:: Texto de estudo ::
-.-.-

VISITA
DE UM MÉDICO ENVIADO POR DEUS
– Em 29
de Janeiro de 1941, recebi a visita dum Sr. Padre conhecido,
acompanhado por várias pessoas da sua freguesia. Apresentou-mas na
chegada, mas só depois de conversar muito fiquei a saber que um
deles era médico. Ao saber que tinha junto de mim um médico, corei
de vergonha, não por estar a mentir do que tinha
falado
do meu sofrimento, mas por não o esperar aqui. Sua Excelência
conservou-se calado e sorridente. Não sei o que sentia intimamente
por ele. Mal eu pensava que, dentro em pouco, ele seria meu médico
assistente.
Principiou a examinar-me minuciosamente, mas com toda a prudência e
carinho. Depois de feito o seu exame, achou conveniente convidar o
Sr. Dr. Abel Pacheco e o meu médico assistente naquela altura, que
vieram conferenciar a meu respeito. Fiquei muito triste, porque já
estava cheia de exames médicos, mas cedi, tendo sempre em vista a
vontade de Nosso Senhor e o bem das almas.
Foi no
dia 1 de Maio do mesmo ano que fui examinada pelo Sr. Dr. Abel
Pacheco. O exame durou poucos minutos, contudo causou-me grande
sofrimento para o corpo e para a alma. No corpo, porque as suas mãos
pareciam de ferro, e na alma, porque já sentia humilhações e o
resultado daquele exame. Com tudo isto ainda estava longe do fim.
Fui prevenida pelo Sr. Dr. Dias de Azevedo que seria melhor voltar
ao Porto, consultar o Sr. Dr. Gomes de Araújo, se fosse essa a
vontade de Nosso Senhor. Pediu-me que pedisse luz divina sobre o
caso, porque em nada queria contrariar Nosso Senhor.

-.-.-

:: Itens de dados ::
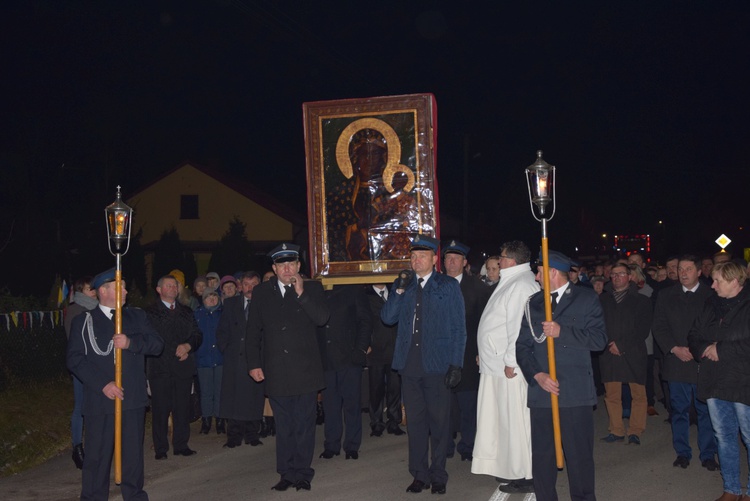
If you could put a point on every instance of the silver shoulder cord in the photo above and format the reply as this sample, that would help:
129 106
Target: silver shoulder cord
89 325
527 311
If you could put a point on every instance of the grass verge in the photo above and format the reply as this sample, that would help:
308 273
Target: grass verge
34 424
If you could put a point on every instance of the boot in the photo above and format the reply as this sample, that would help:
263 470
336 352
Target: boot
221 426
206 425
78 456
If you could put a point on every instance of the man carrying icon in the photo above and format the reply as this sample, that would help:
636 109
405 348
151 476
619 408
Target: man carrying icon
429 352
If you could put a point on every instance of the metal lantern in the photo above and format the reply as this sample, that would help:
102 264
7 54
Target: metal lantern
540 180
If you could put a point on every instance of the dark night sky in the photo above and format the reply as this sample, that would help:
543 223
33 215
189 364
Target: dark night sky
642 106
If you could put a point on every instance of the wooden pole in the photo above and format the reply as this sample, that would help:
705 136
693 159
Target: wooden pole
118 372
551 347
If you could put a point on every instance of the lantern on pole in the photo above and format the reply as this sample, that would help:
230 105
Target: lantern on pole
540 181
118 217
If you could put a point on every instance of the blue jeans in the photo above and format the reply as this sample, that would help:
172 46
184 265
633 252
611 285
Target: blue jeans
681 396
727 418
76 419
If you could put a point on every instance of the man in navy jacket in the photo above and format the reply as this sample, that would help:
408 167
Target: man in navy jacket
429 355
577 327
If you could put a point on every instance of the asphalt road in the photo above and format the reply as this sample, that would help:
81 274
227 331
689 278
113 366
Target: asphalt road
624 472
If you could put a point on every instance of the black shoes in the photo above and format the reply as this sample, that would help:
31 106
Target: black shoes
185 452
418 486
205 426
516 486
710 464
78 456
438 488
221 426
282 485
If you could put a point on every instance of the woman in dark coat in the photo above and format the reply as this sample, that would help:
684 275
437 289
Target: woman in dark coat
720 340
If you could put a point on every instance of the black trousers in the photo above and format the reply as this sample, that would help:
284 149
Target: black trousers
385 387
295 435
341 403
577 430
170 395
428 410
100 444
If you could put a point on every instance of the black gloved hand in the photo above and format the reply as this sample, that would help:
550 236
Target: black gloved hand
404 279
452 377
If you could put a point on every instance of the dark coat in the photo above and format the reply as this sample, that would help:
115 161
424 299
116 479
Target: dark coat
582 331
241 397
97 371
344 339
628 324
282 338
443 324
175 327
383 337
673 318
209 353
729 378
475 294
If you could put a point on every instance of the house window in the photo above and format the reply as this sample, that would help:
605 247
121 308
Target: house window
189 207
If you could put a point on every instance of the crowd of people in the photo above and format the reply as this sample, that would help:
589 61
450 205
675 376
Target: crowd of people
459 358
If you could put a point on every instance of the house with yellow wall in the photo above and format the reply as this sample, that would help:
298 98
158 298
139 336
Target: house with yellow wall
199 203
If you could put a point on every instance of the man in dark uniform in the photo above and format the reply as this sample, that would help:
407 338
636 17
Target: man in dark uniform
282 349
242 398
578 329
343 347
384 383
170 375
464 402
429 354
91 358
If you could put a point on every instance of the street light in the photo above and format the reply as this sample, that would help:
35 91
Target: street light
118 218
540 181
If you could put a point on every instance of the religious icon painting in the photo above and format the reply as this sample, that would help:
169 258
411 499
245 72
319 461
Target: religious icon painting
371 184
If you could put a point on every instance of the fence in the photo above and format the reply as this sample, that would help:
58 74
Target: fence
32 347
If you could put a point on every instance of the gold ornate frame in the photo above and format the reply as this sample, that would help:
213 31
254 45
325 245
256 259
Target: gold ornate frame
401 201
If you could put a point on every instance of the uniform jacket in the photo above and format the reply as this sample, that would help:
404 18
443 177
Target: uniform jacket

-.-.-

:: O que fazer ::
Copie do relato sobre a visita do médico o trecho que começa nas palavras "Principiou a examinar-me" e termina depois de "longe do fim.". Os itens não têm relação com o relato sobre a visita do médico.

:: Resposta à tarefa ::
Principiou a examinar-me minuciosamente, mas com toda a prudência e
carinho. Depois de feito o seu exame, achou conveniente convidar o
Sr. Dr. Abel Pacheco e o meu médico assistente naquela altura, que
vieram conferenciar a meu respeito. Fiquei muito triste, porque já
estava cheia de exames médicos, mas cedi, tendo sempre em vista a
vontade de Nosso Senhor e o bem das almas.
Foi no
dia 1 de Maio do mesmo ano que fui examinada pelo Sr. Dr. Abel
Pacheco. O exame durou poucos minutos, contudo causou-me grande
sofrimento para o corpo e para a alma. No corpo, porque as suas mãos
pareciam de ferro, e na alma, porque já sentia humilhações e o
resultado daquele exame. Com tudo isto ainda estava longe do fim.